“There can’t be a trade agreement without a serious and significant commitment to agriculture,” the official, Agriculture Secretary Tom Vilsack, told reporters after an informal meeting with European farm ministers. European consumers “ought to have a choice” whether to use biotech foods, he said.
Vilsack has a tough case to make among Europeans, though. There continues to be deep resistance to bioengineered agricultural products in the European Union -- or to easing many other agricultural trade protections, for that matter. The fight over food, in fact, is a big impediment to progress in talks that are already moving more slowly than officials on both sides had wanted when President Obama announced them last year.
Negotiators are trying to reach a Trans-Atlantic Trade and Investment Partnership, an agreement that goes far beyond cutting import duties by creating a more uniform market and by synchronizing regulations for products like automobiles and medicines. However, after five rounds of meetings, the negotiators are at odds in important areas, including how to lower tariffs, whether to include financial services in any deal, and how to create freer trade in food and farming.
The deal is also drawing opposition from groups on both sides of the Atlantic, concerned it will lower environmental standards and weaken consumer protections.
The United States has long insisted that there is no scientific evidence of safety risks from using foods and feeds whose genetic makeup have been altered through bioengineering -- whether to make them more resistant to pests and drought or to fine-tune their content. However, many Europeans are more cautious, and some deride the products as “Frankenfoods” that must remain heavily restricted on farms and in the food chain. European shops tend to carry few foods with gene-altered ingredients because of skepticism among consumers.
Cultivation in Europe is also almost nonexistent. A Monsanto corn variety approved in 1998 is the only gene-altered crop grown in the bloc. Grown mainly in Spain, the variety represented only 1.4% of European Union corn production in 2012.

---*---

THE PROBLEM:
Could you reproduce the passage on the trade talks word for word, starting at "The United States" and ending at "skepticism among consumers."?

ENTRIES SUPPLIED:
---*---

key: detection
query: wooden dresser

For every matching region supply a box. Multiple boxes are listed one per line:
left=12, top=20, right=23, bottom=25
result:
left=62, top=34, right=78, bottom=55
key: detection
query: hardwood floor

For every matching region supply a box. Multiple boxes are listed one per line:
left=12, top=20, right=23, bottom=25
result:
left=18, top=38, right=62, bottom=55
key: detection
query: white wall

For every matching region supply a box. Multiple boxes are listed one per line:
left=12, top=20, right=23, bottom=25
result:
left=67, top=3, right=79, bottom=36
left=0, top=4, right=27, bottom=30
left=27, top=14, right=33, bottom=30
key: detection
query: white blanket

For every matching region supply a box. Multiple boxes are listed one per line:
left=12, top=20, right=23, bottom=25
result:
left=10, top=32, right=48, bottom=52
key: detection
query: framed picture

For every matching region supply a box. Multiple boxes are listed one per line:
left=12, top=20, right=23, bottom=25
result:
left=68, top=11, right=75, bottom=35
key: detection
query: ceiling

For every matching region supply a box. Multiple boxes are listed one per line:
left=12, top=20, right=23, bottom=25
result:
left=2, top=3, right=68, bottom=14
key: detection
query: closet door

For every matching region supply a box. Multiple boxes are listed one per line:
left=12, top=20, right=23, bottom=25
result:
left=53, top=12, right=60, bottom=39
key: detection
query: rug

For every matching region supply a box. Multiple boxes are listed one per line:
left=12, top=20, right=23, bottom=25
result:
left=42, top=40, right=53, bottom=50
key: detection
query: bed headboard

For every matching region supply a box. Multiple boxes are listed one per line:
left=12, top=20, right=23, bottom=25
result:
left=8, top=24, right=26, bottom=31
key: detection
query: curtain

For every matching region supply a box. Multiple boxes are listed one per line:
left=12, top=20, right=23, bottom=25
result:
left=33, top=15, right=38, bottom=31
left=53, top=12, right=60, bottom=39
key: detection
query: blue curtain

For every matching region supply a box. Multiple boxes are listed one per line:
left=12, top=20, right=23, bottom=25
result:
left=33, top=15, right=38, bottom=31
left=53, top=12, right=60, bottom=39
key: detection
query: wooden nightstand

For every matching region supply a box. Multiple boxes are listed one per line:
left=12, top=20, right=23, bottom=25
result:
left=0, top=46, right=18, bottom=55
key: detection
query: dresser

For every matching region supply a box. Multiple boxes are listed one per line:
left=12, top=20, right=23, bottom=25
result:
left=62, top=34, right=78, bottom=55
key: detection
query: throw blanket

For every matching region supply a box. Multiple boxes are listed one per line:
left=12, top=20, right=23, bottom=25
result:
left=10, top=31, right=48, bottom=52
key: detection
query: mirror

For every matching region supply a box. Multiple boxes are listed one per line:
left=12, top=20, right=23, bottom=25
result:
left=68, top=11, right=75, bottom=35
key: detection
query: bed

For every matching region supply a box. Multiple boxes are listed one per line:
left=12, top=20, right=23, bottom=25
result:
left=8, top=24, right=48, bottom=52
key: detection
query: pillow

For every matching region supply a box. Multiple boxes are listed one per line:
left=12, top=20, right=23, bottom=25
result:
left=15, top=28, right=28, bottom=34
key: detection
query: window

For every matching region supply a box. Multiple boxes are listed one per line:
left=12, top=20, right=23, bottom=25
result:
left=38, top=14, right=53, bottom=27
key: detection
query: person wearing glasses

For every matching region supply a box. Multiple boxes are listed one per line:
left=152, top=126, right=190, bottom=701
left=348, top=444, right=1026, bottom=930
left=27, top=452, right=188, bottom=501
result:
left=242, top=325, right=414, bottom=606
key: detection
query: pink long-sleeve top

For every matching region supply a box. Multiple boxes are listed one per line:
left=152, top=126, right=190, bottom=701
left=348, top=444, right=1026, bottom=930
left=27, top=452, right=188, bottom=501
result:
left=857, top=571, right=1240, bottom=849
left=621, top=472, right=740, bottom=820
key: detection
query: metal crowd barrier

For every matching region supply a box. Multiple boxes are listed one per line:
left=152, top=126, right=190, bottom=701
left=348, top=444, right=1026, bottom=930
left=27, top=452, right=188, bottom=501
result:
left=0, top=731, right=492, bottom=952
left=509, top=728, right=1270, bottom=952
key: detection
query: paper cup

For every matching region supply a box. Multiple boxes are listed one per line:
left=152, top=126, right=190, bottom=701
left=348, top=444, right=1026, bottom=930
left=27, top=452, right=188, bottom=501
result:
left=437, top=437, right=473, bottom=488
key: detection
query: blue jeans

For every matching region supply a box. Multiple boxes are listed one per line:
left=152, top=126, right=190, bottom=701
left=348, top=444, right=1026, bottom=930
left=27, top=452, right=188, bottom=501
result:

---*---

YOUR RESPONSE:
The United States has long insisted that there is no scientific evidence of safety risks from using foods and feeds whose genetic makeup have been altered through bioengineering -- whether to make them more resistant to pests and drought or to fine-tune their content. However, many Europeans are more cautious, and some deride the products as “Frankenfoods” that must remain heavily restricted on farms and in the food chain. European shops tend to carry few foods with gene-altered ingredients because of skepticism among consumers.